### Task instructions
Would you copy out the whole listing exactly as given?

[Recorded information Boundary: Start]

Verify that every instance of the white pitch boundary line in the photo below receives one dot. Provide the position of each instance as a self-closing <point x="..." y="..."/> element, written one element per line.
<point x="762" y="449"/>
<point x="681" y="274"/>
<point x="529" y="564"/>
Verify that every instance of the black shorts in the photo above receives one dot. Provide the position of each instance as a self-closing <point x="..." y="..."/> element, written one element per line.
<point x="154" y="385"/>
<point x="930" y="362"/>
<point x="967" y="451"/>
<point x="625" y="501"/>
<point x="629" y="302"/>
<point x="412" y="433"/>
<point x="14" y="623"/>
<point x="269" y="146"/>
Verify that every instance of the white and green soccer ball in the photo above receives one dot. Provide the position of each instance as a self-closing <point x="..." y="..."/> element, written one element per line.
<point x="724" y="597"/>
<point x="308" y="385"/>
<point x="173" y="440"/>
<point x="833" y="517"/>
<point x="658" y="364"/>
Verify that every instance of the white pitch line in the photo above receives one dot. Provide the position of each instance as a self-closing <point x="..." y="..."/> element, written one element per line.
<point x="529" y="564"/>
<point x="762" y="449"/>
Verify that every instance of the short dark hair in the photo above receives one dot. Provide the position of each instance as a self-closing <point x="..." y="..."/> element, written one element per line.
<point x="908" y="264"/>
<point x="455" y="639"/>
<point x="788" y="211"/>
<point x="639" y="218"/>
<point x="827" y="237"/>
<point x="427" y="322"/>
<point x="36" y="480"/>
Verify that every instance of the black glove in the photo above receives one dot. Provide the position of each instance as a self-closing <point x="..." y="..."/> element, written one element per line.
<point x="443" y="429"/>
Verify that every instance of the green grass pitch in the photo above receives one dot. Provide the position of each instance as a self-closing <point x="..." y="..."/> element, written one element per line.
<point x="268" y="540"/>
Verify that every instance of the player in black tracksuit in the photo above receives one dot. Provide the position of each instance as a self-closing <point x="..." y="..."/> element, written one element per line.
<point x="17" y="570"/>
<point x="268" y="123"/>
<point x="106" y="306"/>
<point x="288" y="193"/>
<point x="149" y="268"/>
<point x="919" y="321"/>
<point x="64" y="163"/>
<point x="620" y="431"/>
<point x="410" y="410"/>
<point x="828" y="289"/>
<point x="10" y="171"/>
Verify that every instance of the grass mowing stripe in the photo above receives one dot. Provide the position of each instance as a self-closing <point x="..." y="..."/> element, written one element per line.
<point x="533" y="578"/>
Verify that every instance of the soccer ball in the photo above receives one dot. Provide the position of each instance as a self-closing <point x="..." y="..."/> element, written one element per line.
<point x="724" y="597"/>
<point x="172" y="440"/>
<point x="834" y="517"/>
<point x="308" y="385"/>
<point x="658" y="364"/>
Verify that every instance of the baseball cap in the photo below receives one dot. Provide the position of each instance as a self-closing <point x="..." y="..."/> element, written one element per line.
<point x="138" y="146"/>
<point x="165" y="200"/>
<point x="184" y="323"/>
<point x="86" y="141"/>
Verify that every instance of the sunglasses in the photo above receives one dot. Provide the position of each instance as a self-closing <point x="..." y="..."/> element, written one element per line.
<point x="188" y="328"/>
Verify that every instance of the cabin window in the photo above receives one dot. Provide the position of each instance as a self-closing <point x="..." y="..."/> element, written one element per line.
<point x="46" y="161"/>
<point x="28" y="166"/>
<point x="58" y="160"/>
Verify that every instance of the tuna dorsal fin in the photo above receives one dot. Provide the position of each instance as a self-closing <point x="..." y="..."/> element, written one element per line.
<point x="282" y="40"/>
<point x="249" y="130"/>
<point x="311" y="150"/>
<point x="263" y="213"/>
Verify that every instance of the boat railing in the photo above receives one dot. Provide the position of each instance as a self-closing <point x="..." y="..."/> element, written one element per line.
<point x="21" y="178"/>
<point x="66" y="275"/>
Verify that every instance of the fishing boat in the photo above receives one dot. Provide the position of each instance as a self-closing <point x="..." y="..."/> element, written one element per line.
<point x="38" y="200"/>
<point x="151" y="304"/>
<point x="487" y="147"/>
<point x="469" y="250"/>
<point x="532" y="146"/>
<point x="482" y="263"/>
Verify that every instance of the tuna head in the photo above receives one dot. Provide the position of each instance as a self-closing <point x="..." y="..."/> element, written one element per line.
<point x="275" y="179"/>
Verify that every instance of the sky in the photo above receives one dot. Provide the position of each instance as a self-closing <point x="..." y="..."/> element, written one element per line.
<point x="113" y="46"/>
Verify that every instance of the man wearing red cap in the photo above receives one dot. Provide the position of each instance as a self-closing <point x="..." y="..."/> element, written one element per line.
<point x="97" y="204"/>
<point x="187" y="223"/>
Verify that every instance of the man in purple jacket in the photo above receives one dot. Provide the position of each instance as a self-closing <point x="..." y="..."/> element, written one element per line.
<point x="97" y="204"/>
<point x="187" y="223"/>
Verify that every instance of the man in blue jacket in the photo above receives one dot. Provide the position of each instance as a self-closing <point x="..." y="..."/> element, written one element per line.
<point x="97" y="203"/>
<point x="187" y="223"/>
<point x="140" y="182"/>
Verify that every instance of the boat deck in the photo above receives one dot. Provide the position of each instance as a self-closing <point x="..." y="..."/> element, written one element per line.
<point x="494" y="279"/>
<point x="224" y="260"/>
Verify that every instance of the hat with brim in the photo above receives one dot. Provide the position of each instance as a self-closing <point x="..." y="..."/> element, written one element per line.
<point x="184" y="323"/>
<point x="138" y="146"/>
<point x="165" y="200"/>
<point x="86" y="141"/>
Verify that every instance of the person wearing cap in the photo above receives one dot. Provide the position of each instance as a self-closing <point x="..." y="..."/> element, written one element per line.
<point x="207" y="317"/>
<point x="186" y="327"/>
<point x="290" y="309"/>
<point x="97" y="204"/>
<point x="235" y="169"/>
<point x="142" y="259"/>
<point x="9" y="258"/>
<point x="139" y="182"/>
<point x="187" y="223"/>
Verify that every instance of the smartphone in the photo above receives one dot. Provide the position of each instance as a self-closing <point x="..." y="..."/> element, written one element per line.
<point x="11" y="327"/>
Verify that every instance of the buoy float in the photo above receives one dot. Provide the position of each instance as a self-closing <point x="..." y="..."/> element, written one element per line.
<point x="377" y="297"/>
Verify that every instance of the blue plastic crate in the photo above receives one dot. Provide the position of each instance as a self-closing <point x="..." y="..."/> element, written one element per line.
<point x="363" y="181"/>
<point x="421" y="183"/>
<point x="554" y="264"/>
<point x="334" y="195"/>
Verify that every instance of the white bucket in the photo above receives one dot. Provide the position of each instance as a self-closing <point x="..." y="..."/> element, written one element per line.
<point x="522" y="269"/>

[Recorded information Boundary: End]

### Solved exercise
Verify that every instance of the white pitch boundary line in the photo below receives one dot. Provide the position of each instance as a self-closing <point x="..." y="..."/> element, written one element per line.
<point x="762" y="449"/>
<point x="681" y="274"/>
<point x="529" y="564"/>
Verify that every instance of the black shorts in the photo above receives one dot. Provide the position of each instance as a self-closing <point x="..." y="..."/> element, written one element per line.
<point x="154" y="385"/>
<point x="930" y="362"/>
<point x="967" y="451"/>
<point x="625" y="501"/>
<point x="629" y="302"/>
<point x="412" y="433"/>
<point x="14" y="623"/>
<point x="269" y="146"/>
Verify that every instance of the white and green soccer ball in the photo above receives one dot. Provide the position of each instance as a self-closing <point x="..." y="..."/> element, written one element per line.
<point x="724" y="597"/>
<point x="308" y="385"/>
<point x="173" y="440"/>
<point x="833" y="517"/>
<point x="658" y="364"/>
Verify that every instance of the white pitch line in the photo above receives one dot. Provide the position of each instance as a self-closing <point x="..." y="..."/> element, written one element per line.
<point x="529" y="564"/>
<point x="762" y="449"/>
Verify that every instance of the short dark hair in the photo above receives one dot. Provide the position of each instance as a self-closing <point x="..." y="..."/> element, written one element per line.
<point x="908" y="264"/>
<point x="455" y="639"/>
<point x="788" y="211"/>
<point x="639" y="218"/>
<point x="827" y="237"/>
<point x="427" y="322"/>
<point x="36" y="480"/>
Verify that every instance of the black glove in the photo above receives one dot. Provide the position of each instance as a self-closing <point x="..." y="..."/> element, written one element per line.
<point x="443" y="429"/>
Verify that every instance of the green grass pitch in the photo above receives one dot. Provide the position of each instance as a self-closing <point x="..." y="..."/> element, written one element per line.
<point x="268" y="540"/>
Verify that every instance of the player in black tracksuit in the photo above receives one dot. Provide the position of each instance as a self-closing <point x="..." y="..."/> element, written one element per line.
<point x="17" y="570"/>
<point x="268" y="123"/>
<point x="106" y="306"/>
<point x="288" y="193"/>
<point x="149" y="268"/>
<point x="919" y="321"/>
<point x="64" y="163"/>
<point x="620" y="431"/>
<point x="410" y="410"/>
<point x="828" y="289"/>
<point x="10" y="171"/>
Verify that every instance of the grass mowing stripe in the photo above receives one dot. Provide the position of each instance as a self-closing <point x="..." y="..."/> element, written one element per line.
<point x="533" y="578"/>
Verify that every instance of the soccer ball in the photo above receives one dot. Provide the position of each instance as a self-closing <point x="..." y="..."/> element, written one element per line.
<point x="724" y="597"/>
<point x="172" y="440"/>
<point x="834" y="517"/>
<point x="308" y="385"/>
<point x="658" y="364"/>
Verify that every instance of the baseball cap in the photo below receives one dot. Provide the position of each instance as a self-closing <point x="..." y="..."/> element, written one element per line.
<point x="138" y="146"/>
<point x="165" y="200"/>
<point x="184" y="323"/>
<point x="86" y="141"/>
Verify that every instance of the sunglasses in the photo above receives one dot. Provide the position of each instance as a self-closing <point x="..." y="..."/> element, written one element per line.
<point x="188" y="328"/>
Verify that every instance of the cabin window in the photo above receives one dot. Provide the position of each instance as a self-closing <point x="..." y="..."/> element, written one element per line.
<point x="46" y="161"/>
<point x="28" y="166"/>
<point x="58" y="160"/>
Verify that every instance of the tuna dorsal fin in the photo above receives one dot. Provide the position of each instance as a self-closing <point x="..." y="..."/> element, written one element per line.
<point x="282" y="40"/>
<point x="249" y="130"/>
<point x="311" y="150"/>
<point x="263" y="213"/>
Verify that every instance of the boat railing in the photo above receives one dot. Provide the position of each instance as a self-closing <point x="..." y="..."/> element, written one element per line.
<point x="21" y="178"/>
<point x="66" y="275"/>
Verify that every instance of the fishing boat in the photo above receives one dot. Provide the position of each instance as a self-closing <point x="..." y="..."/> element, written one element per line.
<point x="38" y="200"/>
<point x="151" y="304"/>
<point x="487" y="147"/>
<point x="469" y="250"/>
<point x="532" y="146"/>
<point x="482" y="263"/>
Verify that every instance of the tuna head in the photo above receives one dot. Provide the position of each instance as a self-closing <point x="..." y="..."/> element, written one element per line.
<point x="275" y="179"/>
Verify that every instance of the sky in the photo above receives one dot. Provide the position of each instance as a self-closing <point x="..." y="..."/> element, written one element per line.
<point x="113" y="46"/>
Verify that every instance of the man wearing red cap in the photo above receives one dot. Provide the position of each instance as a self-closing <point x="..." y="..."/> element, written one element per line.
<point x="97" y="204"/>
<point x="187" y="223"/>
Verify that every instance of the man in purple jacket in the photo above receives one dot. Provide the position of each instance as a self-closing <point x="..." y="..."/> element, written one element per line.
<point x="97" y="204"/>
<point x="187" y="223"/>
Verify that every instance of the man in blue jacket in the photo above receives one dot. Provide the position of each instance as a self-closing <point x="..." y="..."/> element, written one element per line.
<point x="97" y="203"/>
<point x="187" y="223"/>
<point x="140" y="182"/>
Verify that every instance of the boat deck in the photo above receives one dot. Provide the position of each instance as a self-closing <point x="..." y="..."/> element, written one element per line.
<point x="494" y="279"/>
<point x="224" y="260"/>
Verify that every instance of the hat with brim in the photo above receives one dot. Provide the position of each instance as a self-closing <point x="..." y="..."/> element, written one element per line.
<point x="184" y="323"/>
<point x="138" y="146"/>
<point x="165" y="200"/>
<point x="86" y="141"/>
Verify that every instance of the person wearing cap in the photo above receives one dot. Provide the position of each instance as a self-closing <point x="..." y="..."/> element, written one element per line.
<point x="207" y="317"/>
<point x="186" y="327"/>
<point x="290" y="309"/>
<point x="97" y="204"/>
<point x="235" y="169"/>
<point x="142" y="259"/>
<point x="9" y="258"/>
<point x="139" y="182"/>
<point x="187" y="223"/>
Verify that every instance of the smartphone in the photo above receives one dot. Provide the position of each instance as a self-closing <point x="..." y="..."/> element, written one element per line.
<point x="11" y="327"/>
Verify that every instance of the buoy float in the photo above receives one dot. Provide the position of each instance as a self-closing <point x="..." y="..."/> element, written one element per line.
<point x="377" y="297"/>
Verify that every instance of the blue plastic crate in the photo above receives one dot. Provide the position of each instance as a self-closing <point x="..." y="..."/> element, written one element per line.
<point x="363" y="181"/>
<point x="421" y="183"/>
<point x="554" y="264"/>
<point x="334" y="195"/>
Verify that every instance of the white bucket in the photo above receives one dot. Provide the position of each instance as a self-closing <point x="..." y="..."/> element, written one element per line.
<point x="522" y="269"/>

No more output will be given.